===== Entries provided
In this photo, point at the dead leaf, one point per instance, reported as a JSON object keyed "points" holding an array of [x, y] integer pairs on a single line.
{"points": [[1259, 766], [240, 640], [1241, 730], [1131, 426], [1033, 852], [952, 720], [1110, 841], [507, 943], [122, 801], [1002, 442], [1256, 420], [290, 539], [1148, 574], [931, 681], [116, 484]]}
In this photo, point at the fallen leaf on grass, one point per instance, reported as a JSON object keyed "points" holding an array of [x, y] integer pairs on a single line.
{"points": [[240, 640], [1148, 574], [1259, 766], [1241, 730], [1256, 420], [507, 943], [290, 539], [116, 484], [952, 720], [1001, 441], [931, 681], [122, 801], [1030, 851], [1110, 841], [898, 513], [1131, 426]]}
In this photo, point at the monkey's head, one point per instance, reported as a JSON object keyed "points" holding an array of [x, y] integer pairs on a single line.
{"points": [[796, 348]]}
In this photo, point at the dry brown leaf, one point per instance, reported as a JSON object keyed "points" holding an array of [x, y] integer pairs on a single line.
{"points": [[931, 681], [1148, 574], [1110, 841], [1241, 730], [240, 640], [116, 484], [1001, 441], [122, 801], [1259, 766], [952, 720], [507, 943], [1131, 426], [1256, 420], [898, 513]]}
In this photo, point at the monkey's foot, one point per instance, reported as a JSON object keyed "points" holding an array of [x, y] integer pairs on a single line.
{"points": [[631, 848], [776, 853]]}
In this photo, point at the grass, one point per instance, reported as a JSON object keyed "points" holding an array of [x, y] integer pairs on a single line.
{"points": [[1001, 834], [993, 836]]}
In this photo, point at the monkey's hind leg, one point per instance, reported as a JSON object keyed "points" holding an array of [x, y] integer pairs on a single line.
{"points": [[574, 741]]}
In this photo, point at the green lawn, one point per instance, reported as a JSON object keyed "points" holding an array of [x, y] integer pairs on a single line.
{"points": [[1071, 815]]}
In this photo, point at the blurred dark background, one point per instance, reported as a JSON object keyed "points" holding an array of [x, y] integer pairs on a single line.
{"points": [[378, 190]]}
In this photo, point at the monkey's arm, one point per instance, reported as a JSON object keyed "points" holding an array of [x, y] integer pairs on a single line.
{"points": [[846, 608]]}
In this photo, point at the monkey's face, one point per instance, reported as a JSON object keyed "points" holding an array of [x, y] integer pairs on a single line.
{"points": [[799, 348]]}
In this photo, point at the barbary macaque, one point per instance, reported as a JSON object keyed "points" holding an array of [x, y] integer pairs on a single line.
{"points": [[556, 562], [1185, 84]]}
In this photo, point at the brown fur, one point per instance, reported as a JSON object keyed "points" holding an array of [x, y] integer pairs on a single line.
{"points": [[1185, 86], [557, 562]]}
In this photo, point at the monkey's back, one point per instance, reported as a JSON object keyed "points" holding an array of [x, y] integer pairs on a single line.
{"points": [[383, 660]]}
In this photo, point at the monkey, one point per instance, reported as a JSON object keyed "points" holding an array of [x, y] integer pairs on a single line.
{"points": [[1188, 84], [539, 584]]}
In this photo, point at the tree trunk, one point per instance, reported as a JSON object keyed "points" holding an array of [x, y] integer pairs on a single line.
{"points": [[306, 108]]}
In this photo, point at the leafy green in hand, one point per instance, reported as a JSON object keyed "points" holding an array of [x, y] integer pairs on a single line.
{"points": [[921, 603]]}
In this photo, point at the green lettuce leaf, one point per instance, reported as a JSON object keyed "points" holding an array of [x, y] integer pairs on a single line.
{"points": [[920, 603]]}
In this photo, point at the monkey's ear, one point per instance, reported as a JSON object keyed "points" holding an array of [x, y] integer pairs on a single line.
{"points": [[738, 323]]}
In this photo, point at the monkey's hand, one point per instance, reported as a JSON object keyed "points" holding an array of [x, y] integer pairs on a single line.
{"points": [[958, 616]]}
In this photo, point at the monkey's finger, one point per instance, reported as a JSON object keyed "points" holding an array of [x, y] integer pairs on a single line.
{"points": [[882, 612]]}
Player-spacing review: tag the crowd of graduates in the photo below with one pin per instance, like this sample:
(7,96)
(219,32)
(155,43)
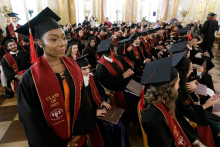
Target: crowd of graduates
(67,76)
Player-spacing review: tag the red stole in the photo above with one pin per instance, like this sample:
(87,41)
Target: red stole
(136,52)
(119,94)
(131,63)
(96,54)
(95,136)
(180,138)
(52,100)
(12,63)
(146,46)
(12,33)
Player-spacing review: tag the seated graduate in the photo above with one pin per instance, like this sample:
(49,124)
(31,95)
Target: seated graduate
(104,33)
(113,76)
(159,100)
(109,134)
(91,49)
(123,56)
(15,62)
(25,43)
(196,113)
(79,38)
(73,51)
(146,45)
(137,53)
(54,111)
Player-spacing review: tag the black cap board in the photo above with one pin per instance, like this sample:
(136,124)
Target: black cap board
(25,38)
(12,14)
(178,47)
(104,45)
(45,21)
(159,72)
(6,40)
(82,61)
(73,41)
(177,57)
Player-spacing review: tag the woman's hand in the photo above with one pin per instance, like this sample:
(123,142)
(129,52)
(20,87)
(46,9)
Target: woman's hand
(191,86)
(73,141)
(106,105)
(211,101)
(101,112)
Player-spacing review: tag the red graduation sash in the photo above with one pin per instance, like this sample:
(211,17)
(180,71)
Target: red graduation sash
(119,94)
(96,54)
(179,136)
(131,63)
(146,46)
(51,97)
(12,33)
(13,65)
(136,52)
(95,136)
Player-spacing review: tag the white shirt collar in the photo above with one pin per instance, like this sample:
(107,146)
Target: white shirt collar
(86,80)
(13,52)
(108,59)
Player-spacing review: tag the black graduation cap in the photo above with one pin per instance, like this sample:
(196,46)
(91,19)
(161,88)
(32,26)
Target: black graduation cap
(178,47)
(104,46)
(177,57)
(12,14)
(159,72)
(45,21)
(133,37)
(82,61)
(25,38)
(104,29)
(73,41)
(122,43)
(74,25)
(6,40)
(144,33)
(78,29)
(183,31)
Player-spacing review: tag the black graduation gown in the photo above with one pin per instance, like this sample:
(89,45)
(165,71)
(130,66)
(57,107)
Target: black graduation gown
(113,135)
(117,83)
(139,63)
(39,134)
(22,59)
(157,129)
(91,55)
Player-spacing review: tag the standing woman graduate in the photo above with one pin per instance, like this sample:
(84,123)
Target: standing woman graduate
(52,101)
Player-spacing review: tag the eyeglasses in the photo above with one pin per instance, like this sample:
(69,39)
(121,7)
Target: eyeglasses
(12,45)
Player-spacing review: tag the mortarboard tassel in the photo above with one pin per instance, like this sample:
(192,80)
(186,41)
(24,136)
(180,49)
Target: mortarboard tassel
(141,105)
(124,49)
(113,59)
(34,57)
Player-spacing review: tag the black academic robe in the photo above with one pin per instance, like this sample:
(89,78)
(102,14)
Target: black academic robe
(138,62)
(117,83)
(157,129)
(39,134)
(91,55)
(113,135)
(22,59)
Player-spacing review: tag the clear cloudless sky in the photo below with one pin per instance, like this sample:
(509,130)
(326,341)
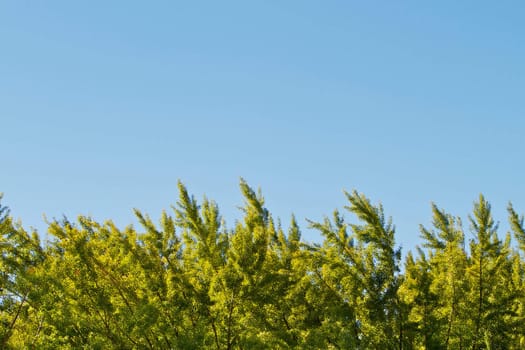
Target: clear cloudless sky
(104,105)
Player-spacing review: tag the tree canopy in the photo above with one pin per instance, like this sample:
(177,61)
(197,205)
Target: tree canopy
(190,282)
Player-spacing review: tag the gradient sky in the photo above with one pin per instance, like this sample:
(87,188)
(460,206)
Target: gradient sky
(104,105)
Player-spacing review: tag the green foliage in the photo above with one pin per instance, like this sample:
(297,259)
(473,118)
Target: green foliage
(189,282)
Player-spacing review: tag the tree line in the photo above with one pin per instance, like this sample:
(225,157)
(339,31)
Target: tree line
(189,282)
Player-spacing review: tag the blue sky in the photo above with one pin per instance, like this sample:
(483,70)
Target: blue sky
(105,105)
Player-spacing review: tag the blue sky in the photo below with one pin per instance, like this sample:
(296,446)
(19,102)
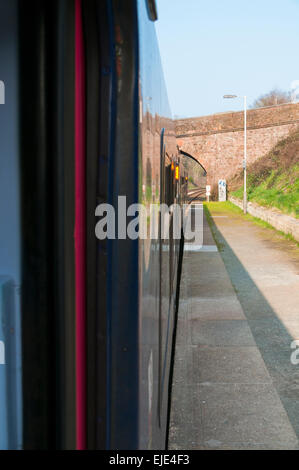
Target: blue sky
(215,47)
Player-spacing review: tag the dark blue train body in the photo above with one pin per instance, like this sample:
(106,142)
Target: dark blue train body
(90,362)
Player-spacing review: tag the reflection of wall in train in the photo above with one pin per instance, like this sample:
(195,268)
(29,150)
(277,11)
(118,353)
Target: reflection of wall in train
(10,372)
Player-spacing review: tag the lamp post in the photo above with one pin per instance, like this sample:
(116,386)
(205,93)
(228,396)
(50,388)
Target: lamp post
(245,149)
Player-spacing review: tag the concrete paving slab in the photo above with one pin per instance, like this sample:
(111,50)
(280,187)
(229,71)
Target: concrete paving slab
(221,333)
(245,413)
(233,377)
(222,308)
(229,365)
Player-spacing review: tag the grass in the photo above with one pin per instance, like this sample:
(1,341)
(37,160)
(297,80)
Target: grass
(228,207)
(278,190)
(273,180)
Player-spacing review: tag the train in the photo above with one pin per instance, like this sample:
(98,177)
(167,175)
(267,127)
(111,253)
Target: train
(88,325)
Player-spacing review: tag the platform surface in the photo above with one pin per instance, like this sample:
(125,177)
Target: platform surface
(234,384)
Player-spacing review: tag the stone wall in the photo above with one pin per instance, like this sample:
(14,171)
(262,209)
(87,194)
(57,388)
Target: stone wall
(217,141)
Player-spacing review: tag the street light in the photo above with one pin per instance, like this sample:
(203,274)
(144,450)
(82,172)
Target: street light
(245,149)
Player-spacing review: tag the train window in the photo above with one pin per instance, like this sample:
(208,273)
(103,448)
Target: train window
(152,10)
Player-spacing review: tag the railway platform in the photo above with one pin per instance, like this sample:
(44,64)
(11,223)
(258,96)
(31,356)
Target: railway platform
(235,386)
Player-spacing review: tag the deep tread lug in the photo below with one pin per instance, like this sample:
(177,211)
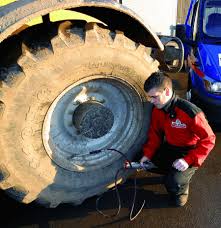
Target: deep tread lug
(4,174)
(2,109)
(121,41)
(16,192)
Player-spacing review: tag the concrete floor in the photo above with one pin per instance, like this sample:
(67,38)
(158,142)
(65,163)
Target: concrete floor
(202,210)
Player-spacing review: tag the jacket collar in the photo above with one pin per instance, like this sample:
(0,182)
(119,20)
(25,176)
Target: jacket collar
(169,106)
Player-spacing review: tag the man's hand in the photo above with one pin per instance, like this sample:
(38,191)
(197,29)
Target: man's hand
(144,159)
(180,164)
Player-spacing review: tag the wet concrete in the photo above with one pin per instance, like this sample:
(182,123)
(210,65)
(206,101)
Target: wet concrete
==========
Given exercise — Exactly the lines from the line containing "Player-spacing review: tag the stone" through the last line of the entries above are to be quoted, both included, and nothing else. Pictures are left out.

Full answer —
Player-spacing review: tag the stone wall in the photo above with one pin per instance, like this sample:
(14,171)
(262,209)
(87,194)
(57,388)
Target: stone wall
(217,141)
Player-spacing review: tag the street light in the photo above with one pin per instance, like this sample:
(203,274)
(144,450)
(82,172)
Target: street light
(245,149)
Player-spacing review: tag the train window in the photo above with one pin per instance, like this sample:
(208,273)
(103,448)
Target: train window
(152,10)
Player-spacing review: tag the railway platform in the photo above with one pin per instance, like this sample:
(44,64)
(11,223)
(258,96)
(31,356)
Target: railway platform
(235,386)
Player-spacing review: tag the deep tread lug in the photo below with one pin per instance, like this sample:
(177,211)
Target: deep tread lug
(4,174)
(2,109)
(121,41)
(16,192)
Player-spacing review: tag the concrete floor in the photo above with one pin per instance, like this sample:
(67,38)
(158,142)
(65,163)
Target: concrete floor
(202,210)
Player-spacing review: tag the jacket collar in the photo above with one pin per instance, like this sample:
(0,182)
(119,20)
(25,176)
Target: jacket collar
(169,106)
Player-spacing review: tag the man's hand in the photo above with one pin per instance, like this sample:
(38,191)
(197,29)
Target: man's hand
(144,159)
(180,164)
Player-spacing review: tag the wet concrete in the photo above with one pin per instance, like this sample:
(182,123)
(210,65)
(206,101)
Target: wet concrete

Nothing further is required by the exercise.